(REQUIREMENT) Swap "integer pixel values" for "whole-number pixel values" throughout the lines below and write them out again, leaving every other part unchanged.

--- start RECORDED INFORMATION ---

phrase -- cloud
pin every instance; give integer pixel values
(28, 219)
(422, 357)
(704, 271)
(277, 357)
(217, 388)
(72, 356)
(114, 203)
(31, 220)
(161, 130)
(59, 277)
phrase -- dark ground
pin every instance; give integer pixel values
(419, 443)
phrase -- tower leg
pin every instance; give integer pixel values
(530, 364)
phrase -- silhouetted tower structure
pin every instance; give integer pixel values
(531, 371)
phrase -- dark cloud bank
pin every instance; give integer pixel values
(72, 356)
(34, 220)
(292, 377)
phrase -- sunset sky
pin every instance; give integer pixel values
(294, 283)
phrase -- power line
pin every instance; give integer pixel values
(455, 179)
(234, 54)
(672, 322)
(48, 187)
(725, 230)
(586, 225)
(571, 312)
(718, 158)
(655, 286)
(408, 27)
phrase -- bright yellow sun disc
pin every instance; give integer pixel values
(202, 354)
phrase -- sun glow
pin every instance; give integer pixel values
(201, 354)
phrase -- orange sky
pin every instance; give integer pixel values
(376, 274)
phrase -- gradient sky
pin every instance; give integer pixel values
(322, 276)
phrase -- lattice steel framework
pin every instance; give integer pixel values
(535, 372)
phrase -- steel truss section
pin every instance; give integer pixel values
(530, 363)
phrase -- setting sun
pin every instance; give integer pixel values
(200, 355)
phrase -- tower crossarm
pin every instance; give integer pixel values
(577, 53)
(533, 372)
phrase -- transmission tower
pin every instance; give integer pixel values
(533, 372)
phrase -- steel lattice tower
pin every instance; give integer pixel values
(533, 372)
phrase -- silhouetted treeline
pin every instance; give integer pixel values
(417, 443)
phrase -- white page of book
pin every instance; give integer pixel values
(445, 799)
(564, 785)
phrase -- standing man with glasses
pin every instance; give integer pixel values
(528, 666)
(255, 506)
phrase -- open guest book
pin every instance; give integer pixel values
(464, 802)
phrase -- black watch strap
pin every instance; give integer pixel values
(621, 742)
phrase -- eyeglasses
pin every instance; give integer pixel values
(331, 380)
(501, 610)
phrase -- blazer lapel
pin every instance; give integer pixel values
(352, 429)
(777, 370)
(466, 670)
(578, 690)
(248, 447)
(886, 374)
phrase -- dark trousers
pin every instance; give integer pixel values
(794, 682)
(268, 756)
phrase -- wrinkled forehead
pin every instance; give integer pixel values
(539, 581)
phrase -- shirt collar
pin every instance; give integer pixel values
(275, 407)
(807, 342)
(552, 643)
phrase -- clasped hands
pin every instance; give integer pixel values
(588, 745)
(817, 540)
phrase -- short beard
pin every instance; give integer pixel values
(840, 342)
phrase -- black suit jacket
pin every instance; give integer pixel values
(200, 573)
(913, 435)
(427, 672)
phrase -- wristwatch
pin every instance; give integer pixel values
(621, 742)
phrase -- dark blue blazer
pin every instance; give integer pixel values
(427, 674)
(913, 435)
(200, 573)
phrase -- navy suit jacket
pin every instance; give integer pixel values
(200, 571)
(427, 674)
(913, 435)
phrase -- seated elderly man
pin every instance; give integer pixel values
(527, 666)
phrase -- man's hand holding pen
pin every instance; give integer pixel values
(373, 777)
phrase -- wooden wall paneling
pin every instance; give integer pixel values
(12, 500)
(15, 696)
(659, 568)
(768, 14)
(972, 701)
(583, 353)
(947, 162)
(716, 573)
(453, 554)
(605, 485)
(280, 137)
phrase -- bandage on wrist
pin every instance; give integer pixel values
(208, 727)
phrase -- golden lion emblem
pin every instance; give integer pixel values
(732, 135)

--- end RECORDED INFORMATION ---

(COMPLETED EXERCISE)
phrase -- cloud
pin every instance; give whole-number pixel values
(28, 219)
(422, 357)
(704, 271)
(277, 357)
(217, 388)
(72, 356)
(114, 203)
(31, 220)
(161, 130)
(59, 277)
phrase -- dark ground
pin every instance; give whole-number pixel values
(419, 443)
phrase -- tower leg
pin every instance; give whole-number pixel values
(530, 364)
phrase -- silhouetted tower structure
pin every instance; give whole-number pixel values
(531, 371)
phrase -- dark cloud bank
pin every instance; give whole-number pixel values
(72, 356)
(34, 220)
(292, 377)
phrase -- sunset sky
pin every instance; give whole-number pixel values
(294, 283)
phrase -- power line
pin every instance; give whole-number pixel values
(455, 179)
(234, 54)
(672, 322)
(48, 187)
(725, 230)
(586, 225)
(571, 312)
(718, 158)
(655, 286)
(408, 27)
phrase -- bright yellow sun disc
pin every instance; give whole-number pixel values
(202, 354)
phrase -- sun glow
pin every instance; give whole-number pixel values
(201, 354)
phrase -- orange sky
pin every instance; give whole-number pixel values
(376, 274)
phrase -- gradient sky
pin every instance; give whole-number pixel values
(322, 276)
phrase -- lattice steel framework
pin every instance; give whole-number pixel values
(535, 372)
phrase -- steel truss section
pin every instance; give whole-number pixel values
(530, 363)
phrase -- setting sun
pin every instance; give whole-number pixel values
(200, 355)
phrase -- tower crossarm
pin every instance; give whole-number pixel values
(577, 53)
(533, 372)
phrase -- transmission tower
pin every instance; give whole-number pixel values
(533, 372)
phrase -- steel lattice tower
pin every instance; give whole-number pixel values
(533, 372)
phrase -- silhouetted treeline
pin every instance; give whole-number pixel values
(417, 443)
phrase -- white page of book
pin every instance; give whole-number pixel values
(445, 799)
(564, 785)
phrase -- standing man with glasses
pin every instance; give whole-number pixel values
(528, 666)
(255, 506)
phrase -- open guest book
pin every instance; give whole-number pixel values
(464, 802)
phrase -- black watch strap
pin every instance; give whole-number pixel values
(621, 742)
phrase -- eyeglasses
pin every instance; give whole-number pixel values
(331, 380)
(501, 610)
phrase -- blazer lapel
pin every instance; give whole-number pixel values
(352, 429)
(777, 370)
(466, 670)
(578, 690)
(248, 447)
(886, 374)
phrase -- dark trousers
pin every instance; give whole-number pixel values
(794, 682)
(268, 756)
phrase -- wrinkled forehead
pin every instance; give whole-number pixel values
(539, 581)
phrase -- shirt collar
pin every instance; give whole-number pixel values
(275, 407)
(807, 342)
(552, 643)
phrase -- clasped hands
pin every instance; give whole-number pixel values
(588, 745)
(817, 540)
phrase -- short beard
pin every instance; give whole-number pixel values
(840, 342)
phrase -- black suit jacket
pin every instance; give whole-number pixel values
(200, 573)
(913, 435)
(427, 672)
phrase -- wristwatch
pin every instance; give whole-number pixel values
(621, 742)
phrase -- dark blue blazer
pin every instance; give whole-number pixel values
(427, 674)
(913, 435)
(200, 573)
phrase -- navy suit jacket
pin every instance; give whole-number pixel values
(200, 571)
(427, 674)
(913, 435)
phrase -- seated elderly man
pin every instance; give whole-number pixel values
(527, 666)
phrase -- man's hand holding pen
pin every instance; give whole-number pixel values
(373, 777)
phrase -- wooden wall paneling
pin every instance; give whole-number pixel values
(12, 500)
(15, 696)
(659, 568)
(768, 14)
(972, 701)
(583, 353)
(947, 162)
(716, 573)
(453, 554)
(605, 485)
(280, 137)
phrase -- bandage on wrist
pin every instance; give whole-number pixel values
(208, 727)
phrase -- golden lion emblem
pin every instance; give whole-number pixel values
(732, 135)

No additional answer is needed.